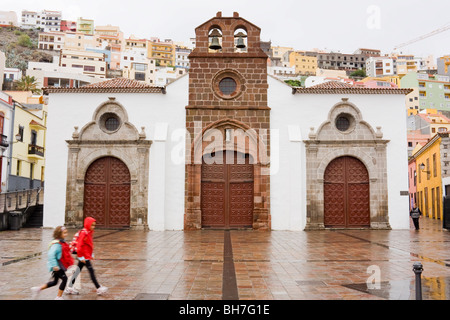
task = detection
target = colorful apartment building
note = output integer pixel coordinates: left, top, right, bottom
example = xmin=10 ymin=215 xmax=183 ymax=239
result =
xmin=395 ymin=54 xmax=418 ymax=76
xmin=76 ymin=17 xmax=94 ymax=35
xmin=59 ymin=49 xmax=107 ymax=79
xmin=365 ymin=56 xmax=395 ymax=77
xmin=21 ymin=10 xmax=61 ymax=32
xmin=147 ymin=38 xmax=176 ymax=67
xmin=38 ymin=31 xmax=65 ymax=51
xmin=411 ymin=132 xmax=450 ymax=220
xmin=1 ymin=95 xmax=47 ymax=191
xmin=437 ymin=55 xmax=450 ymax=77
xmin=63 ymin=32 xmax=97 ymax=51
xmin=401 ymin=72 xmax=450 ymax=112
xmin=288 ymin=52 xmax=317 ymax=75
xmin=408 ymin=156 xmax=417 ymax=208
xmin=60 ymin=20 xmax=76 ymax=32
xmin=95 ymin=25 xmax=124 ymax=70
xmin=0 ymin=11 xmax=19 ymax=27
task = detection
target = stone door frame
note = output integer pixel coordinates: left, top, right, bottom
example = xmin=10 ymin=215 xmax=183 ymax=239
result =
xmin=64 ymin=98 xmax=151 ymax=230
xmin=184 ymin=118 xmax=270 ymax=230
xmin=304 ymin=99 xmax=391 ymax=230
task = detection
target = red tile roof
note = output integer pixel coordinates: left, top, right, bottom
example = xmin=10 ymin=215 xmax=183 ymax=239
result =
xmin=43 ymin=78 xmax=166 ymax=94
xmin=293 ymin=81 xmax=413 ymax=95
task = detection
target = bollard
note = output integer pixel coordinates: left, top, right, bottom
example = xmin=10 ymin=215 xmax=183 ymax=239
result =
xmin=413 ymin=262 xmax=423 ymax=300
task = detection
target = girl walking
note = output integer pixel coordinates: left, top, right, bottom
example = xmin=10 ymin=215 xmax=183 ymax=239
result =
xmin=65 ymin=217 xmax=108 ymax=295
xmin=31 ymin=226 xmax=74 ymax=300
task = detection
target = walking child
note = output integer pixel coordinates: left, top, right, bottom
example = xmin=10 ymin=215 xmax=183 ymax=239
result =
xmin=31 ymin=226 xmax=74 ymax=300
xmin=65 ymin=217 xmax=108 ymax=295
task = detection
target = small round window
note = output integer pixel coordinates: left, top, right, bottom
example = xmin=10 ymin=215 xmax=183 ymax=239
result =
xmin=219 ymin=77 xmax=237 ymax=95
xmin=336 ymin=115 xmax=351 ymax=132
xmin=105 ymin=116 xmax=120 ymax=131
xmin=99 ymin=112 xmax=121 ymax=133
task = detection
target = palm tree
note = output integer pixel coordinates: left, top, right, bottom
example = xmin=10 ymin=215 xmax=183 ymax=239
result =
xmin=15 ymin=75 xmax=41 ymax=94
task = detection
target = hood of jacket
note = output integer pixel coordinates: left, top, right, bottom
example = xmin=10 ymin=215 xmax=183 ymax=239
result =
xmin=84 ymin=217 xmax=96 ymax=231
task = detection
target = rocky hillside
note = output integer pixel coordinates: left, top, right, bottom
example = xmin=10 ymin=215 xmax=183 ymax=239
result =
xmin=0 ymin=26 xmax=55 ymax=71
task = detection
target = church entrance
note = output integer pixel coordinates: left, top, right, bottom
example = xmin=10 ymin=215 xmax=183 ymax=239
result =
xmin=324 ymin=156 xmax=370 ymax=228
xmin=83 ymin=156 xmax=131 ymax=228
xmin=201 ymin=151 xmax=254 ymax=228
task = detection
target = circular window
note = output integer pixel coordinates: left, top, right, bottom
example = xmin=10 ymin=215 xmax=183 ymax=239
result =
xmin=105 ymin=116 xmax=120 ymax=131
xmin=212 ymin=70 xmax=245 ymax=100
xmin=219 ymin=77 xmax=237 ymax=95
xmin=99 ymin=112 xmax=121 ymax=133
xmin=336 ymin=115 xmax=351 ymax=132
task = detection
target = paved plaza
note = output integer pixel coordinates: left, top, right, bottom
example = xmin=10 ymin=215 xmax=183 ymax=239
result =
xmin=1 ymin=217 xmax=450 ymax=301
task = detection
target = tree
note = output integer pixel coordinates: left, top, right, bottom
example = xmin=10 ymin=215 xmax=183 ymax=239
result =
xmin=285 ymin=79 xmax=303 ymax=87
xmin=17 ymin=34 xmax=33 ymax=48
xmin=350 ymin=69 xmax=366 ymax=78
xmin=15 ymin=75 xmax=41 ymax=94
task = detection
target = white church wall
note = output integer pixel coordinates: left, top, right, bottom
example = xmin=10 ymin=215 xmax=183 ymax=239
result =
xmin=44 ymin=77 xmax=188 ymax=230
xmin=268 ymin=76 xmax=410 ymax=230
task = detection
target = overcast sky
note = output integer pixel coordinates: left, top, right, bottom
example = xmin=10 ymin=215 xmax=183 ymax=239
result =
xmin=4 ymin=0 xmax=450 ymax=59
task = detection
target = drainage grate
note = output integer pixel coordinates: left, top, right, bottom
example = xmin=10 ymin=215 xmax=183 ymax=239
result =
xmin=134 ymin=293 xmax=170 ymax=300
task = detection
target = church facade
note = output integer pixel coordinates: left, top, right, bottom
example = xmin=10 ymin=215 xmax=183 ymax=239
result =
xmin=43 ymin=12 xmax=412 ymax=231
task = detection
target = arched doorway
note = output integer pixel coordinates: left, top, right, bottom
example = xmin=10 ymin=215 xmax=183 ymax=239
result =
xmin=83 ymin=156 xmax=131 ymax=228
xmin=324 ymin=156 xmax=370 ymax=228
xmin=201 ymin=150 xmax=254 ymax=228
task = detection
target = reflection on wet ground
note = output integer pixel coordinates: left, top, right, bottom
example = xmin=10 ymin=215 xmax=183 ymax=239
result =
xmin=1 ymin=217 xmax=450 ymax=300
xmin=343 ymin=276 xmax=450 ymax=300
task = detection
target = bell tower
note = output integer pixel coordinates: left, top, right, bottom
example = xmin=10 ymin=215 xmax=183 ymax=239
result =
xmin=185 ymin=12 xmax=271 ymax=230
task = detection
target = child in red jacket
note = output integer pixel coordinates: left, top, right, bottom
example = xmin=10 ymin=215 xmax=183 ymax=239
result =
xmin=65 ymin=217 xmax=108 ymax=295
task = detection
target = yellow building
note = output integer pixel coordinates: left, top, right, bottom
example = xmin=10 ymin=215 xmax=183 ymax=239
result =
xmin=413 ymin=132 xmax=445 ymax=219
xmin=288 ymin=52 xmax=317 ymax=75
xmin=9 ymin=101 xmax=47 ymax=191
xmin=147 ymin=39 xmax=175 ymax=67
xmin=395 ymin=54 xmax=418 ymax=76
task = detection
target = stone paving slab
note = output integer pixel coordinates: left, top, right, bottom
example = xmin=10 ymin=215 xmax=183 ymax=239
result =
xmin=1 ymin=217 xmax=450 ymax=301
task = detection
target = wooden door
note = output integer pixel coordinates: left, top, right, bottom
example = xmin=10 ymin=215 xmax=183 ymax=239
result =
xmin=324 ymin=156 xmax=370 ymax=228
xmin=201 ymin=151 xmax=253 ymax=228
xmin=84 ymin=157 xmax=130 ymax=228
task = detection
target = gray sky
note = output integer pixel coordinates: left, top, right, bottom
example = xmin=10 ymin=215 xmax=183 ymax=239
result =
xmin=4 ymin=0 xmax=450 ymax=59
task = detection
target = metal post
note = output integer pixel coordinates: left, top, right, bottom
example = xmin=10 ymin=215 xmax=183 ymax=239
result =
xmin=413 ymin=262 xmax=423 ymax=300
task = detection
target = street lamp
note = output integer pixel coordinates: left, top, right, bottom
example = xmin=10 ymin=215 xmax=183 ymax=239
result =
xmin=419 ymin=163 xmax=430 ymax=174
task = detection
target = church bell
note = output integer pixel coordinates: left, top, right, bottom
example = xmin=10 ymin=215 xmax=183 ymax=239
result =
xmin=209 ymin=29 xmax=222 ymax=50
xmin=235 ymin=32 xmax=247 ymax=49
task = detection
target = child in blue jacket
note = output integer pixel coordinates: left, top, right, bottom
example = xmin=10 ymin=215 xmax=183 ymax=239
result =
xmin=31 ymin=226 xmax=73 ymax=300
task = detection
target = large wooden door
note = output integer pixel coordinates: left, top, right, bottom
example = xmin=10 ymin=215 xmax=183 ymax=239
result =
xmin=201 ymin=151 xmax=253 ymax=228
xmin=84 ymin=157 xmax=130 ymax=228
xmin=324 ymin=156 xmax=370 ymax=228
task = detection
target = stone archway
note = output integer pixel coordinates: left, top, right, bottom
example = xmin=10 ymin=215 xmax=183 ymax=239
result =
xmin=184 ymin=118 xmax=270 ymax=230
xmin=305 ymin=99 xmax=390 ymax=230
xmin=64 ymin=98 xmax=151 ymax=230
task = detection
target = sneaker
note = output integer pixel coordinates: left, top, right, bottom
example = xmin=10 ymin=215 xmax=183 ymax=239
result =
xmin=30 ymin=287 xmax=41 ymax=299
xmin=96 ymin=286 xmax=108 ymax=295
xmin=54 ymin=296 xmax=64 ymax=300
xmin=64 ymin=287 xmax=79 ymax=295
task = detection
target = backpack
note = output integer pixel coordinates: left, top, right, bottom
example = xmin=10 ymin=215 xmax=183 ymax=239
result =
xmin=69 ymin=228 xmax=86 ymax=254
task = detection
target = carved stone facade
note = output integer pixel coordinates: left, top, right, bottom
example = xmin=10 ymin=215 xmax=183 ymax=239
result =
xmin=64 ymin=98 xmax=151 ymax=230
xmin=304 ymin=98 xmax=391 ymax=230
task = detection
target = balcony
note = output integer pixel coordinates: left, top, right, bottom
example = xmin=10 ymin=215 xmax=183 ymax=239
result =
xmin=28 ymin=144 xmax=44 ymax=159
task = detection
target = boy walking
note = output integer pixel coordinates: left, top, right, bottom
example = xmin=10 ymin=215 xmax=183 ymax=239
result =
xmin=65 ymin=217 xmax=108 ymax=295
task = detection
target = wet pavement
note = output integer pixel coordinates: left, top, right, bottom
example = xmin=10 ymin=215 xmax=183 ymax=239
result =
xmin=1 ymin=217 xmax=450 ymax=301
--
Where does the string "jacket" appear in the records above? Return every line that holds it.

▶ Answer for this exercise:
target = hood of jacket
target = child in red jacket
target = child in blue jacket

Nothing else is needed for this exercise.